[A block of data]
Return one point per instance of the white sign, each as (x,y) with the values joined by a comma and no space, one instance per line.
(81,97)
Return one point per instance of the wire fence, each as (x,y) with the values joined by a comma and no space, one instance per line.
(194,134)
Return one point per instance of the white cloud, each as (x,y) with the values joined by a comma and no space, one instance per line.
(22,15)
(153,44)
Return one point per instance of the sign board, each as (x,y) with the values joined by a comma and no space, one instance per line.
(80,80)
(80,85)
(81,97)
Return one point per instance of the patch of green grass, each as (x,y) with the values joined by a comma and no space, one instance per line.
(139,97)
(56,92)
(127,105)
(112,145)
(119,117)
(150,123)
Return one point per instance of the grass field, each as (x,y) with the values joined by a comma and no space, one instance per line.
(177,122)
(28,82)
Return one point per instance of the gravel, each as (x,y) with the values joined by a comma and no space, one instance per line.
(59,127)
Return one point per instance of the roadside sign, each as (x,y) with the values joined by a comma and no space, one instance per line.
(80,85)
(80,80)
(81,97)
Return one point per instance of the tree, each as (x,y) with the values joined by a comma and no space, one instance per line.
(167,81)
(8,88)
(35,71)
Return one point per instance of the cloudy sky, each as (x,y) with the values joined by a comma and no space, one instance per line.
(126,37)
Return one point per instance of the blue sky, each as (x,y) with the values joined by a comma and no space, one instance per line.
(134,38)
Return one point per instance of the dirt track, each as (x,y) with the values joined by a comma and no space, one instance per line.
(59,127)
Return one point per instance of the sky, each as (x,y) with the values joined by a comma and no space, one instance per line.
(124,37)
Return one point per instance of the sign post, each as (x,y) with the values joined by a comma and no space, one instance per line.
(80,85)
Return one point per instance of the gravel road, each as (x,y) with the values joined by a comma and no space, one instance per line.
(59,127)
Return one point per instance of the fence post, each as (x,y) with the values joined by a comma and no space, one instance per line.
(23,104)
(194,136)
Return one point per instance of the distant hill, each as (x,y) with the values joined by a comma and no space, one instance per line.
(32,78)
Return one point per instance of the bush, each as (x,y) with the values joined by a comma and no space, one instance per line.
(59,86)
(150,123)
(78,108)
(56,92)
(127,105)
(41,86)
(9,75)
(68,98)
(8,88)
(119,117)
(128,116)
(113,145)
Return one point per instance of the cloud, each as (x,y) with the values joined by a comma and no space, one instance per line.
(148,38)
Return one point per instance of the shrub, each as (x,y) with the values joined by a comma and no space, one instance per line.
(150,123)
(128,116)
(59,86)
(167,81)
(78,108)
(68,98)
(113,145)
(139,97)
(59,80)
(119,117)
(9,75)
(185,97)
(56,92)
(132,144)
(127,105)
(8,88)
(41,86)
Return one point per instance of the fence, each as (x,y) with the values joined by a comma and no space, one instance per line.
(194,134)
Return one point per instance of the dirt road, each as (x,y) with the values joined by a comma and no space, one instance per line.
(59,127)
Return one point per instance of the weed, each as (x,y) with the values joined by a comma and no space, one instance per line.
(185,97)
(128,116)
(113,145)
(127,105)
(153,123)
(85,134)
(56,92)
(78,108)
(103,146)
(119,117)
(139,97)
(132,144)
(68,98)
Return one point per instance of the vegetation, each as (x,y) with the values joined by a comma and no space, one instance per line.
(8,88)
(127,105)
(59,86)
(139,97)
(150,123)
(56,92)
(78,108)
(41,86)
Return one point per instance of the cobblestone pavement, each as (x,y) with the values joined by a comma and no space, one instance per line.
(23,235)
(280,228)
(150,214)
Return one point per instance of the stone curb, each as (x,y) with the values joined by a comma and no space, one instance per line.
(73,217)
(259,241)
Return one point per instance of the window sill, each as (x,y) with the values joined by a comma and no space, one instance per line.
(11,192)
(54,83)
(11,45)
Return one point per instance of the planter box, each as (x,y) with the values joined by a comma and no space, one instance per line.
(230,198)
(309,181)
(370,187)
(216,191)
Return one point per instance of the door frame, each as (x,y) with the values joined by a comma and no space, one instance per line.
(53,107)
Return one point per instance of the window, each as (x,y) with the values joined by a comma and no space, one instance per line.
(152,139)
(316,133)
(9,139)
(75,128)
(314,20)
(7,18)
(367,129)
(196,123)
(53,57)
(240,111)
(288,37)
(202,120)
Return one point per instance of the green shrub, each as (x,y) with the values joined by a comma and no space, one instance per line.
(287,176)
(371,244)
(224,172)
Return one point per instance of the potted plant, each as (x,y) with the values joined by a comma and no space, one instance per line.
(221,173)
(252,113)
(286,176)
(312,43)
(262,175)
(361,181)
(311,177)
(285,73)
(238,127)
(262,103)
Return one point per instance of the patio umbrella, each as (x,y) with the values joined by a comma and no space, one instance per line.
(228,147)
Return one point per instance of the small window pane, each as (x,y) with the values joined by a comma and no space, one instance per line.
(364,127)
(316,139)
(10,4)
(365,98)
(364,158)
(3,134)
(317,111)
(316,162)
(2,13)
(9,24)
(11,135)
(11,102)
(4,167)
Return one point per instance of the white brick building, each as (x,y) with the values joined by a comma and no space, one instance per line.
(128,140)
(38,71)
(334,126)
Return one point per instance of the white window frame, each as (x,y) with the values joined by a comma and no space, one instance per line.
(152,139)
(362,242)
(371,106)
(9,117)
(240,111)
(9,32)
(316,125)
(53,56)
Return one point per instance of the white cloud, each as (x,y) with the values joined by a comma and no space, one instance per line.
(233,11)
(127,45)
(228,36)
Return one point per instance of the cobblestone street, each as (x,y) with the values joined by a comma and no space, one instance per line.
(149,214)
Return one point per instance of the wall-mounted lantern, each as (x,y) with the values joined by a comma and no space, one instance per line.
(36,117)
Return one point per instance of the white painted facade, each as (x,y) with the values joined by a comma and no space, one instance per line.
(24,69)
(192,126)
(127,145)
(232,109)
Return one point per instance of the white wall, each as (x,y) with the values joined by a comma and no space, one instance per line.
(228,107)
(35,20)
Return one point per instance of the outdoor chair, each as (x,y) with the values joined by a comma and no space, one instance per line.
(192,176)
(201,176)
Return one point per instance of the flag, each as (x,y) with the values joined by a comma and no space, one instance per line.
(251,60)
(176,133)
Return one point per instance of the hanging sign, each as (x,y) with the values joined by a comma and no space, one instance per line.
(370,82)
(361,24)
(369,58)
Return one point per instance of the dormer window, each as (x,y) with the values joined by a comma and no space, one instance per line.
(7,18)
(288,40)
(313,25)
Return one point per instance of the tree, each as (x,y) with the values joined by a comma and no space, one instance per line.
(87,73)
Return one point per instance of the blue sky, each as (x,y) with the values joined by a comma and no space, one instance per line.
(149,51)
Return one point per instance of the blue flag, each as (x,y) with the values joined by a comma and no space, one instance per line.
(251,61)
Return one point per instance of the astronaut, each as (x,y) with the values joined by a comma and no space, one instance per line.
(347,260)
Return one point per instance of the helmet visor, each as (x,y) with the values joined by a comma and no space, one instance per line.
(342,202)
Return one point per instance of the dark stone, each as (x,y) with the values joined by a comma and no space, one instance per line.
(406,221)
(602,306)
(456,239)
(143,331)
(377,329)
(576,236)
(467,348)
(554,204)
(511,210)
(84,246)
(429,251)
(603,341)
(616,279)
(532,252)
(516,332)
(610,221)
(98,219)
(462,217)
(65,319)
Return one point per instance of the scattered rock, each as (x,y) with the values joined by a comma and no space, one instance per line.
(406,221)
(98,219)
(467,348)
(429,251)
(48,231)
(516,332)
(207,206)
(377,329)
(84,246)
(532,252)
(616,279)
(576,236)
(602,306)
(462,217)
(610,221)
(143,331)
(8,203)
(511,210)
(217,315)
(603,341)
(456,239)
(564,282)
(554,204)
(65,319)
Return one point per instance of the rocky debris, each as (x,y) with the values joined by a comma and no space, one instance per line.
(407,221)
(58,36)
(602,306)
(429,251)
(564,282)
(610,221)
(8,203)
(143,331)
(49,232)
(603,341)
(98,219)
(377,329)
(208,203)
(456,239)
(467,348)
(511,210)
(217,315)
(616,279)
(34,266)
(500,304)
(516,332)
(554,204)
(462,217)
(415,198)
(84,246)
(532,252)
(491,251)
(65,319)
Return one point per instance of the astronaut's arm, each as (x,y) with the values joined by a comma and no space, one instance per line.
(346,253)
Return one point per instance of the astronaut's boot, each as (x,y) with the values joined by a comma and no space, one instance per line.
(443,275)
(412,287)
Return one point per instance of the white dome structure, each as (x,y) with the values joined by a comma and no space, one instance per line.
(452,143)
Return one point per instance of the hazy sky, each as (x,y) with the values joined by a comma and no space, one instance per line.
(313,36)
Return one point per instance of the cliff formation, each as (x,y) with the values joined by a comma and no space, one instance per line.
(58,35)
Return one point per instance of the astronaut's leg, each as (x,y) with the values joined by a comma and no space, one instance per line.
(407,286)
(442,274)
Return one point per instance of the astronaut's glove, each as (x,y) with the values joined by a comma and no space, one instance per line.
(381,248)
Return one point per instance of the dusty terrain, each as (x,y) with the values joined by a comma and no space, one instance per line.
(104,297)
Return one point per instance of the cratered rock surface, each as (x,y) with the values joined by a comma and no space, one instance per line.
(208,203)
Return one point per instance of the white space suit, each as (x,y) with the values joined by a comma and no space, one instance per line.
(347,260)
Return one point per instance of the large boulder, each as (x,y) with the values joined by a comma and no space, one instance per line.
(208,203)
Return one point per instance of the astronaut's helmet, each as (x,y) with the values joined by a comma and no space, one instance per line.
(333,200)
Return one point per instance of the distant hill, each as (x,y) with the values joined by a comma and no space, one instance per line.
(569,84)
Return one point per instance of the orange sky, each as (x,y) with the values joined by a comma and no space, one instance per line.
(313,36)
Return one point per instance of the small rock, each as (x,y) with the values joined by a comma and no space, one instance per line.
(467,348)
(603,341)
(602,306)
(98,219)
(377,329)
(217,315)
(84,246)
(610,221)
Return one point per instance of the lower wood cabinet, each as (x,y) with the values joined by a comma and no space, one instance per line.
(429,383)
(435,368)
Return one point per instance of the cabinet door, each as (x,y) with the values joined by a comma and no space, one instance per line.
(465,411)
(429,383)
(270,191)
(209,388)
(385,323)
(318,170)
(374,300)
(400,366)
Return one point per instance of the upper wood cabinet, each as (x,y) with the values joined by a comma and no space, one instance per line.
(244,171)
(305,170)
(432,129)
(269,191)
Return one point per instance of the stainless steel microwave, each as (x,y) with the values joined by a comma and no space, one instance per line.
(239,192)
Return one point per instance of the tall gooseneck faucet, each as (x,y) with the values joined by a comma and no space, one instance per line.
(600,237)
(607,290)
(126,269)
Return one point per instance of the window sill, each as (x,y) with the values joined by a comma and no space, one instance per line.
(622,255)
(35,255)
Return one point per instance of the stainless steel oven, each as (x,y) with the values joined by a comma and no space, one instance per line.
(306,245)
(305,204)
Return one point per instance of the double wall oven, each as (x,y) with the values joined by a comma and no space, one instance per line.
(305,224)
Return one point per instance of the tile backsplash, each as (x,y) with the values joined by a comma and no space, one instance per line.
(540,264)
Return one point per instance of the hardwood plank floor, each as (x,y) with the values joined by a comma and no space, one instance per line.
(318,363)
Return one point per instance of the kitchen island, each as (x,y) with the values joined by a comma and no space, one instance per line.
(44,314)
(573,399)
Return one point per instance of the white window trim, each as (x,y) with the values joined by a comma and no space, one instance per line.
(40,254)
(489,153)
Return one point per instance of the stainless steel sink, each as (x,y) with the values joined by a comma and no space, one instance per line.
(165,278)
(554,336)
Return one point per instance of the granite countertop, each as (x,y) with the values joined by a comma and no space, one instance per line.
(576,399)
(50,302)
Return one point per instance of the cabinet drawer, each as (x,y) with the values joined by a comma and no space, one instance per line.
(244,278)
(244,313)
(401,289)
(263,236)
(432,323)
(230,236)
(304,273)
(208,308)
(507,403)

Task to carry out => Write out, word for word, the line containing "Return one point per instance of the white window trim, each" and every line after it to the end of the data above.

Written reply =>
Return one point per instance of the white window trim, each as (x,y) with the values joined by a comma and no space, one instance per line.
(40,254)
(489,153)
Return one point per instance of the stainless steel sink, each as (x,y) with the values joined by a comma and no space, one instance per line.
(165,278)
(554,336)
Return one point per instance of the granite countertop, each as (x,y) with the values joined by a comma and no space, one instance per line.
(576,399)
(50,302)
Return one point per instance of the cabinet drawer, each as (x,y) with the values joined by a comma and no space, one instance per line.
(244,278)
(244,313)
(401,289)
(263,236)
(432,323)
(230,236)
(304,273)
(208,308)
(507,403)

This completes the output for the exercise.